The exercise:
List each row below that contains the word "water", copying every such row in full.
┄┄┄┄┄┄
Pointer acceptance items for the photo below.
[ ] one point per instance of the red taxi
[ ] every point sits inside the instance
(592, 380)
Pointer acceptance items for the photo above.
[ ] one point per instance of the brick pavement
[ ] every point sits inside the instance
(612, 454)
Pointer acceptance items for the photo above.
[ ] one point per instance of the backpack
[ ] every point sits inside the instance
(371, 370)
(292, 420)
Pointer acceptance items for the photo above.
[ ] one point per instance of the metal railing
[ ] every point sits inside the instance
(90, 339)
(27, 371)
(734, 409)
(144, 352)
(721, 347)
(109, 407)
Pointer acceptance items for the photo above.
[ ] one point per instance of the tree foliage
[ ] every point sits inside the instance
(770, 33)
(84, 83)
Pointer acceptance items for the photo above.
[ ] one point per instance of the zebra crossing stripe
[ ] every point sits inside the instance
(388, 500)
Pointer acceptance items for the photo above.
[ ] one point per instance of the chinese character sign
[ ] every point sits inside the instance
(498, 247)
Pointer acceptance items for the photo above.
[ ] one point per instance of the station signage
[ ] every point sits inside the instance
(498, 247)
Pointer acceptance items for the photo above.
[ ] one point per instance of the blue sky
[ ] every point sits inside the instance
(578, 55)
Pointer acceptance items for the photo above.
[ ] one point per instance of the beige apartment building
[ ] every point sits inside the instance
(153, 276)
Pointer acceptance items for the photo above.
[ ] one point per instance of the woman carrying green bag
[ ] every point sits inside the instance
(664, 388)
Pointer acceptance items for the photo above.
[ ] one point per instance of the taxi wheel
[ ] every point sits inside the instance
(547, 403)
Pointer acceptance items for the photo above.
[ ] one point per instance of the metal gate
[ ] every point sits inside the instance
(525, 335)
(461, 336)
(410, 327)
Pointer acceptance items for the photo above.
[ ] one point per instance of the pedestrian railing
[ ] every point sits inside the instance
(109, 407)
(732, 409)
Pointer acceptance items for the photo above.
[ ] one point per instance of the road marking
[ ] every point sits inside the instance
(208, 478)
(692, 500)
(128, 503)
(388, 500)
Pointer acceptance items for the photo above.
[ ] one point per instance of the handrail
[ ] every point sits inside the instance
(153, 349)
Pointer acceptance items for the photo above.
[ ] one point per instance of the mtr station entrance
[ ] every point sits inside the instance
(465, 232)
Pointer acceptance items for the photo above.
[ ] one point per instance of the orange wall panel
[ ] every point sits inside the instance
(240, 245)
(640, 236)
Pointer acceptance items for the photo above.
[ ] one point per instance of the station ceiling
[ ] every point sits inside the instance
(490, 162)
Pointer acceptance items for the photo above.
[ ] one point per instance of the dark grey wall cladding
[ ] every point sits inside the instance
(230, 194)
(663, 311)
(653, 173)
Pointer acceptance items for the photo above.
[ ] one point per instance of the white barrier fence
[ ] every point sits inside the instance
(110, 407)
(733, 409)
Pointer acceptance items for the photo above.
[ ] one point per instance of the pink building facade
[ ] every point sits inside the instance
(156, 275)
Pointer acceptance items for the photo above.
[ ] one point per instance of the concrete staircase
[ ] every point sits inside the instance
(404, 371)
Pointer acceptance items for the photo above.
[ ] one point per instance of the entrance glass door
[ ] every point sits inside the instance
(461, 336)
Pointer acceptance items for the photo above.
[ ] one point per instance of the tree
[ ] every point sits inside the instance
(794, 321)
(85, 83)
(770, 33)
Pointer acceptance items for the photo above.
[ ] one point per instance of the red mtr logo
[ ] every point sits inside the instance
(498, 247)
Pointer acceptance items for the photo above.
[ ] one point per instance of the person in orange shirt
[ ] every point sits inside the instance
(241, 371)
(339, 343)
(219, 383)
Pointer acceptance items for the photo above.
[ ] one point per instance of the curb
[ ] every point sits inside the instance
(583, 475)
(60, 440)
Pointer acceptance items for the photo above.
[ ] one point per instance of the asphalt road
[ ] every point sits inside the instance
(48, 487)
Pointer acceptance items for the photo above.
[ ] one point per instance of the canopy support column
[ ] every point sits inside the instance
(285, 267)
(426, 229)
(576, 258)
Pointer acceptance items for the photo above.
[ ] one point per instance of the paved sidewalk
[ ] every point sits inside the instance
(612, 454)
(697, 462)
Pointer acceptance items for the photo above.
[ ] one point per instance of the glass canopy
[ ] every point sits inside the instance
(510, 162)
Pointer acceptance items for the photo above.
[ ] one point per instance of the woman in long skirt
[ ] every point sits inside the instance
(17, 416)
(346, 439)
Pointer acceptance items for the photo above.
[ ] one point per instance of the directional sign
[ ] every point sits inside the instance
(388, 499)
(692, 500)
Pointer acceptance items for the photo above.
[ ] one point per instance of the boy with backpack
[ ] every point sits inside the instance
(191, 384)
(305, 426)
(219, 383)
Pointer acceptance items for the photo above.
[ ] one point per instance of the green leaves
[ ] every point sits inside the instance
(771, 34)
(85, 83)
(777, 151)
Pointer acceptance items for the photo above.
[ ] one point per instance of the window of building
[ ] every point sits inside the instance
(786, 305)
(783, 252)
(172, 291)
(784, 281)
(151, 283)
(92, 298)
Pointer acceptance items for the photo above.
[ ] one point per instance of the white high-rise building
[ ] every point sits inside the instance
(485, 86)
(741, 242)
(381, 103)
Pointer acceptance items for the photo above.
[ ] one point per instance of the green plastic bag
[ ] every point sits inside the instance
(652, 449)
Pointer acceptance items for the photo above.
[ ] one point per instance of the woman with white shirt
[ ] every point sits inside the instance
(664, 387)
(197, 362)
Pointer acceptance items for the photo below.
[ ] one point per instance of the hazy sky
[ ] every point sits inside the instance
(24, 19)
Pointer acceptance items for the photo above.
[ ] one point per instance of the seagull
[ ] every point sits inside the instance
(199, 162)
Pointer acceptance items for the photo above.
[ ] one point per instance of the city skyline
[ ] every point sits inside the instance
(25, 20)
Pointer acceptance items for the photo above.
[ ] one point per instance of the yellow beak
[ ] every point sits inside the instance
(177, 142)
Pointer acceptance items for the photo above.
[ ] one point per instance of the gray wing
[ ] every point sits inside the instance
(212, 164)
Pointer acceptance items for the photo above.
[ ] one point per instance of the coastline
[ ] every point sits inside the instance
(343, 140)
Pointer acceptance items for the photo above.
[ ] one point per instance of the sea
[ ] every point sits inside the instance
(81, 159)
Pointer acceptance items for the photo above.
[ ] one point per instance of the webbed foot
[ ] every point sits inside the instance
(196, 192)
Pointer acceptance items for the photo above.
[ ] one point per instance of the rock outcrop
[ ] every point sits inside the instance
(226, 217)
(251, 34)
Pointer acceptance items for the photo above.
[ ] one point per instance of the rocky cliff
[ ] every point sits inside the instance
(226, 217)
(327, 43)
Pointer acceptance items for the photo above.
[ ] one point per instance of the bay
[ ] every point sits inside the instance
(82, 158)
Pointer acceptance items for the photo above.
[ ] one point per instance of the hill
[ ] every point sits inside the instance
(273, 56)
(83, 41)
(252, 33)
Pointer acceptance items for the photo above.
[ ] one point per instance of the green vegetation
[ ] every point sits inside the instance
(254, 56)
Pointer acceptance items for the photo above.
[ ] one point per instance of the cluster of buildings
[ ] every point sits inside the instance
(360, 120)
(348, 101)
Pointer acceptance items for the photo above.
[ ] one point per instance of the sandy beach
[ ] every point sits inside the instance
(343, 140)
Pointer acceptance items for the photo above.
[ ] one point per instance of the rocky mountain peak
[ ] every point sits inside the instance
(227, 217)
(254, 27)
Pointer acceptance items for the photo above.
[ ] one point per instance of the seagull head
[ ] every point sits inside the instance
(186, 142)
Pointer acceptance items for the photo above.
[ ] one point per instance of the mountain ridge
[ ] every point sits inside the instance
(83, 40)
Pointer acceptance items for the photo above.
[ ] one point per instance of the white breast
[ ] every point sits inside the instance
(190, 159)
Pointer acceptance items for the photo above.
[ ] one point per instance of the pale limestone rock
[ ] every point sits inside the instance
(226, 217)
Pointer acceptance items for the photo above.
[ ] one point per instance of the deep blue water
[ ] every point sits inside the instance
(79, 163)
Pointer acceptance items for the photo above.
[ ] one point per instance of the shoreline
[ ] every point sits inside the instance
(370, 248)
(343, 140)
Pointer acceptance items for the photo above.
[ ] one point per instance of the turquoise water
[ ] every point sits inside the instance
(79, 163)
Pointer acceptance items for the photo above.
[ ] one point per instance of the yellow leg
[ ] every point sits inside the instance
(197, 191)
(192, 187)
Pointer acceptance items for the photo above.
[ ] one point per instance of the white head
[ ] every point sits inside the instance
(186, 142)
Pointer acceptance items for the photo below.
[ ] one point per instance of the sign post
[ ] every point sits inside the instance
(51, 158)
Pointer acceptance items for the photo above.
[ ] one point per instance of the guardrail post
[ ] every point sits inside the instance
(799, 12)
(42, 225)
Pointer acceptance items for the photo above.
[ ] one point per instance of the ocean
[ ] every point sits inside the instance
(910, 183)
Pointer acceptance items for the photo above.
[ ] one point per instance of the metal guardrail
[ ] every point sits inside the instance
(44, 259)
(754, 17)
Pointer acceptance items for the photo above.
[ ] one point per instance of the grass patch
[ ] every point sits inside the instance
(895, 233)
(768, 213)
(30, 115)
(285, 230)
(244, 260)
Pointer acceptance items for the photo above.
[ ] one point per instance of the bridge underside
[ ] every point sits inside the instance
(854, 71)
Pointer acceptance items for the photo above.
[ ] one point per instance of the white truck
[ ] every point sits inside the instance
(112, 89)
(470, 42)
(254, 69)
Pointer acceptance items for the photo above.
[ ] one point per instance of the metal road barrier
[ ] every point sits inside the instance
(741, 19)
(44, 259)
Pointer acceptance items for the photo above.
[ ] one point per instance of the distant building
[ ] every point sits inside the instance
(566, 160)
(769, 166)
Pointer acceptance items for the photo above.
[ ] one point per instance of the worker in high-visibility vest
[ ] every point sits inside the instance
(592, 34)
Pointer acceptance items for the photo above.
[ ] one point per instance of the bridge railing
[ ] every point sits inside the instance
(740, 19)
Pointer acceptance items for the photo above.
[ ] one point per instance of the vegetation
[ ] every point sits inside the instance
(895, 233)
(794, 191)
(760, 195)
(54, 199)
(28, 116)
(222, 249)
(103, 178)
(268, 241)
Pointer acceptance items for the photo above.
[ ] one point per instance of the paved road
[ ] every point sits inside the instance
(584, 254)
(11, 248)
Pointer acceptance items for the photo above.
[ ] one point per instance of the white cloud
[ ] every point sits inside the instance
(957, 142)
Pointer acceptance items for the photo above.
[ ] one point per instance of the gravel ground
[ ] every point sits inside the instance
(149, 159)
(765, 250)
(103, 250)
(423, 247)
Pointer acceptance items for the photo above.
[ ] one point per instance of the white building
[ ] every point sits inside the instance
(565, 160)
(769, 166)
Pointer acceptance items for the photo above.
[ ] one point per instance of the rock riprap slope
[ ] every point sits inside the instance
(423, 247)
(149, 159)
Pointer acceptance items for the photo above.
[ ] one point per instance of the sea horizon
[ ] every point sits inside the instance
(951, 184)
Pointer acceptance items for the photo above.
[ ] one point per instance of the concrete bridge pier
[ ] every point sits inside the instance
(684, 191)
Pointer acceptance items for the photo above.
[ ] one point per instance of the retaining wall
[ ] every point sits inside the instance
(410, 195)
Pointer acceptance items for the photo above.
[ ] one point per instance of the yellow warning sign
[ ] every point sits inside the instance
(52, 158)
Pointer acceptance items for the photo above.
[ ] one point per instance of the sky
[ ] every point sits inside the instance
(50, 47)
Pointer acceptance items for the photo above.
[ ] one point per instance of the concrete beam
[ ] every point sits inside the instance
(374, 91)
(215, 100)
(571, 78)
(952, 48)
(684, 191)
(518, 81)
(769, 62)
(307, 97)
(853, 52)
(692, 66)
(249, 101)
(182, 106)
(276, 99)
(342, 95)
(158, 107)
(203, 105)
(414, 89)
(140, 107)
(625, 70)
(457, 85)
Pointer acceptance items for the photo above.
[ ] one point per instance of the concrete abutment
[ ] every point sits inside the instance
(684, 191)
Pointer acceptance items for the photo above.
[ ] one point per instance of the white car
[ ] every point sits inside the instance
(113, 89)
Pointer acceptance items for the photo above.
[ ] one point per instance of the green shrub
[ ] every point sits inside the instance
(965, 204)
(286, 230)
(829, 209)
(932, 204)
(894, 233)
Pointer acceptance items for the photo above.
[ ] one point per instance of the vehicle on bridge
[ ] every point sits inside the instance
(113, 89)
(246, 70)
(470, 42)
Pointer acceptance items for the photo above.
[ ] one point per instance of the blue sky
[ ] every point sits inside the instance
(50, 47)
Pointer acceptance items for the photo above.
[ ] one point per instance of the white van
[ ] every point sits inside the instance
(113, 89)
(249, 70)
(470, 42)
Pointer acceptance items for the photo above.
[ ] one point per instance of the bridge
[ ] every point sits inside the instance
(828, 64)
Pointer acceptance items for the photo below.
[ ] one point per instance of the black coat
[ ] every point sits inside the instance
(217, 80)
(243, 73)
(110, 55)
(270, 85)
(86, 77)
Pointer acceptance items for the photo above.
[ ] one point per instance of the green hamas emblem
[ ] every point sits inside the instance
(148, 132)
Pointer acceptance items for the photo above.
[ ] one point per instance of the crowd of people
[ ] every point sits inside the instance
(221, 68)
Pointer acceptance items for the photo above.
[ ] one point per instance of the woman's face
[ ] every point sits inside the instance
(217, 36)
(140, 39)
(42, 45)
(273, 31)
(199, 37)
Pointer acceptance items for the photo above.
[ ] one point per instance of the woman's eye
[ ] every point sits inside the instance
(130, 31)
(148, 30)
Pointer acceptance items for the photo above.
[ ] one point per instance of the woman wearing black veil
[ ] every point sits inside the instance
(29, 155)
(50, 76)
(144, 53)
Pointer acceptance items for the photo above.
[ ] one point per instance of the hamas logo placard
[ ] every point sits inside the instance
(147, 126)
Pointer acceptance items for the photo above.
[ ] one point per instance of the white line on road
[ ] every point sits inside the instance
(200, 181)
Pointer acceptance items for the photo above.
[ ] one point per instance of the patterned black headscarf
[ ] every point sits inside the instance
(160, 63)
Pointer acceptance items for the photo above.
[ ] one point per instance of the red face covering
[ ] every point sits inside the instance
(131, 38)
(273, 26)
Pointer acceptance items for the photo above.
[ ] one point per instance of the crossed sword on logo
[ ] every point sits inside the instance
┄┄┄┄┄┄
Right answer:
[ ] one point per instance of the deep blue water
[ ] one point per instance of the turquoise water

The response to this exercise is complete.